::: Excerpted data :::

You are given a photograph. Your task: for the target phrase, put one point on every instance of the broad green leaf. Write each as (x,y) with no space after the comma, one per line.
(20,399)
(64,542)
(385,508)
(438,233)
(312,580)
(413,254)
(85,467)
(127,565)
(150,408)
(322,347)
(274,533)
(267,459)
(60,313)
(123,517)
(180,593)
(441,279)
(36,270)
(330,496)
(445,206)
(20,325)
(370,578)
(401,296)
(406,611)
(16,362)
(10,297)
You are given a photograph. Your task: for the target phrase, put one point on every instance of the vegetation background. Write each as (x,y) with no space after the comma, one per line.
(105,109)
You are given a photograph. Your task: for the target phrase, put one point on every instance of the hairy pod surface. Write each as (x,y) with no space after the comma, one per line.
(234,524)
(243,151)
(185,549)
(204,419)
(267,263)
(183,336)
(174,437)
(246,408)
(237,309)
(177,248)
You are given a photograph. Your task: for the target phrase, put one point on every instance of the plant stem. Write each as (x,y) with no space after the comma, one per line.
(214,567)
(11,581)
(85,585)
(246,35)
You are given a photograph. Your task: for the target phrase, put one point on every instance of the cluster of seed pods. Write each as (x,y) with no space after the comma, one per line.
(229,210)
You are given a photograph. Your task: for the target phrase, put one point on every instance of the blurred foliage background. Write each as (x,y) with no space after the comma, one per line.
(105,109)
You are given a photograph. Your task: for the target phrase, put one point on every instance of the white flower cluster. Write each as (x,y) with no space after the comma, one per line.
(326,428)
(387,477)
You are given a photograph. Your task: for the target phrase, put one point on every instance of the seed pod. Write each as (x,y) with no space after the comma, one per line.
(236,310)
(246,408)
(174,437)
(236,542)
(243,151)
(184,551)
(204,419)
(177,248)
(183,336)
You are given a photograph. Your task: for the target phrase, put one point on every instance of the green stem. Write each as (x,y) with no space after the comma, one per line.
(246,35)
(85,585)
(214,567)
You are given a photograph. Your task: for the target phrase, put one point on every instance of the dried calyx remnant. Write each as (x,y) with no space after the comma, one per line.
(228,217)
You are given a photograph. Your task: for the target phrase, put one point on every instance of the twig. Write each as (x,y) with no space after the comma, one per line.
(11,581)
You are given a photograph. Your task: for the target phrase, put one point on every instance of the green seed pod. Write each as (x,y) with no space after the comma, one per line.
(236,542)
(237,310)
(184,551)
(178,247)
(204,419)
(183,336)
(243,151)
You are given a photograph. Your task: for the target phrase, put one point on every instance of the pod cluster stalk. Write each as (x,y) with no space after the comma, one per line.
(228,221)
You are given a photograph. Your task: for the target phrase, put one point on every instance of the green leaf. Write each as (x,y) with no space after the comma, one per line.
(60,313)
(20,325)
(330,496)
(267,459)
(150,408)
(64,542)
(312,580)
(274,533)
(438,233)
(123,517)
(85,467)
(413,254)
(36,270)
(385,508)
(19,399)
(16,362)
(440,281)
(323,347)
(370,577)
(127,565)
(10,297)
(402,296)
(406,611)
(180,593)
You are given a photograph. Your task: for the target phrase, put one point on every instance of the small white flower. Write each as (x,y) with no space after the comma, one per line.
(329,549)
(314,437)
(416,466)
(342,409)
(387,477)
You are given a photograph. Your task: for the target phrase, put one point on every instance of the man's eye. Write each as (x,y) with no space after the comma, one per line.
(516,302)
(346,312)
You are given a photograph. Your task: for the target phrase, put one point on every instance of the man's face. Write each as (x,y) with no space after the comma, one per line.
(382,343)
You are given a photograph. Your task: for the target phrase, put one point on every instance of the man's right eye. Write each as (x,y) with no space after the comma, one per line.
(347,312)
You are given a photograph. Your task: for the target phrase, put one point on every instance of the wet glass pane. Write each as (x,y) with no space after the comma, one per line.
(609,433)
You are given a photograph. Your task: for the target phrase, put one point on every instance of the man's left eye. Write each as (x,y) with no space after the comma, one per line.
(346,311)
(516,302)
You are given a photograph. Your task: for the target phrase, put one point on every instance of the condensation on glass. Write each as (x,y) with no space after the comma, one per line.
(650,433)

:::

__Problem requirements__. Nothing outside the span should appear: transcribe the lines from the one containing "the man's right" through the last line of the records.

__Full output__.
You are given a photograph. Your task: for the target phrase, put one point on every instance of the man's right eye. Write each as (x,y) with no space after the comma, one per line.
(347,312)
You are given a photograph. Your task: for the target phrase, put one point on every instance of the wet glass pane. Write each as (x,y) with no space after the comma, one per line.
(609,433)
You are given a photograph. Your task: for the target phrase, put one point on every instance of the man's left eye. Write each as (x,y) with no space after the comma, one per line.
(346,311)
(516,302)
You are given a photograph. Your task: for the target phrase, put one point on every instance of the condensation on glass. Write each as (x,y) with no space after the comma, one per line.
(650,433)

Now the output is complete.